__Try it__: Can you extract everything in the mortgage rate article from "The average 30-year" down to "Fixed Loans Low?", word for word?

__Text section__:
────────────────────────────────────────

The average 30-year mortgage rate will vary, but interest rates have dropped over the last few years due to several factors. Read on to learn more.
Are Interest Rates for 30-Year Fixed Loans Low?
The average rate in October for this type of loan was around 2.83%. But the question is – is that low? Well you can’t call something low unless you have something to compare it to. So in this case let’s compare it to the average from 2 years ago, October 2018. At that time, the average was around 4.83%.
Let’s use these numbers to compare two different scenarios:
Scenario 1: You bought a home two years ago. You borrowed $300,000 for the house and the rate was 4.83%. That means your monthly mortgage payment is around $1,579 (not including insurance or taxes.)
Scenario 2: You buy a house right now and lock in that rate of 2.83%. Borrowing the same $300,000, your monthly payment is now around $1,237.
What could you do with an extra $342 per month? That’s how much money you’d be saving if you bought a house right now due to the very low interest rates on this type of loan.
Are Rates Low on a 15-Year Fixed Rate Mortgage?
Let’s try this again. While 30-year loans are the most common, a lot of people like to take out a 15-year loan to pay off the principal faster.
How do today’s rates compare to that of the past? This time let’s look at three different scenarios.
Scenario 1: You borrow $300K for a house right now and get a 15-year mortgage. Your rate is the October average of 2.35%, so you’re paying around $1,979 per month.
Scenario 2: What if you borrowed the same $300K last October? The average rate then was around 3.15%, so you’re out $2,093 each month.
Scenario 3: If you’d borrowed the same amount in October 2010, your rate would be around 3.66% and your monthly payment would be about $2,168
Are the differences between these numbers huge? Not really – but it does show that today’s interest rates are low compared to the last few years.
Interest Rates are Low Everywhere
In general when interest rates are low for some loans, they’re low for all types of mortgages. That’s because they’re tied to the Fed’s interest rates, which will be low for a while.
That’s what makes right now a great time to buy. If you buy in the late fall or winter of 2020, here are the advantages you have:
- Competition is low, as you don’t have a lot of people out buying homes right now.
- Interest rates are low, saving you money.
- House values will keep going up, especially once COVID gets under control with vaccines.

────────────────────────────────────────

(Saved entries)
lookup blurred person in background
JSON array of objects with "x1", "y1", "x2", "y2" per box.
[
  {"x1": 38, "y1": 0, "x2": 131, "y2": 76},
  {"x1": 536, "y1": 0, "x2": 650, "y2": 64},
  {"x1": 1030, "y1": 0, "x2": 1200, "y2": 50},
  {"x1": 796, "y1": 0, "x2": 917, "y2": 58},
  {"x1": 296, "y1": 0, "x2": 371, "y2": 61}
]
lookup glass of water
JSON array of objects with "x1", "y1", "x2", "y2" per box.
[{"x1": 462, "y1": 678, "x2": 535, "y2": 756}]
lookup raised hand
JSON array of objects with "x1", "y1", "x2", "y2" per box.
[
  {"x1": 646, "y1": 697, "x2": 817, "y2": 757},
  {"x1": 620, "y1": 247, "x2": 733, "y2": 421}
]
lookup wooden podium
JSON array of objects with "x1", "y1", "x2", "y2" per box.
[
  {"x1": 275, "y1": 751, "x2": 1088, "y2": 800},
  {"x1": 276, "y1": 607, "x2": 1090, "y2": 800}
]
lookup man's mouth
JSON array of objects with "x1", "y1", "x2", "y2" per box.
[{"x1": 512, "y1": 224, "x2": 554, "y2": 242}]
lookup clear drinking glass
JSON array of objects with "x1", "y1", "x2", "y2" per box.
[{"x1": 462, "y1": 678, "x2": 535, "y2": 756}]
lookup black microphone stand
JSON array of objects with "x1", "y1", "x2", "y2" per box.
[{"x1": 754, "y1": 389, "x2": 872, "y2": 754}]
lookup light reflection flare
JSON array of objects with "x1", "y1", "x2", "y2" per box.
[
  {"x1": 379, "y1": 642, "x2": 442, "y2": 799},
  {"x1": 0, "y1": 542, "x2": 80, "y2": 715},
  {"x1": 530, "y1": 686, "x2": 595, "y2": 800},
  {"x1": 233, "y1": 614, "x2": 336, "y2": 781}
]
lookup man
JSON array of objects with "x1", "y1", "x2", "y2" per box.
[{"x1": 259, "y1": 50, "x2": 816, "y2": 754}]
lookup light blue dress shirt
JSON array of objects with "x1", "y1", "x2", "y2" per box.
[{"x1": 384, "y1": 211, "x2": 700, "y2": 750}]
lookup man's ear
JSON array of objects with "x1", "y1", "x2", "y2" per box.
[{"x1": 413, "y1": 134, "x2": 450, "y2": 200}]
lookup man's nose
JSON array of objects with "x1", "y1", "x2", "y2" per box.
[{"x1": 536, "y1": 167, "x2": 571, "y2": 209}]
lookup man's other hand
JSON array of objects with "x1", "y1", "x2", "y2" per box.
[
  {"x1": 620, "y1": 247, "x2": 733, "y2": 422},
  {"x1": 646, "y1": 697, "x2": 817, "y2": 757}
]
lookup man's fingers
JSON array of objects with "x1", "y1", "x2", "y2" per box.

────────────────────────────────────────

__Task output__:
The average 30-year mortgage rate will vary, but interest rates have dropped over the last few years due to several factors. Read on to learn more.
Are Interest Rates for 30-Year Fixed Loans Low?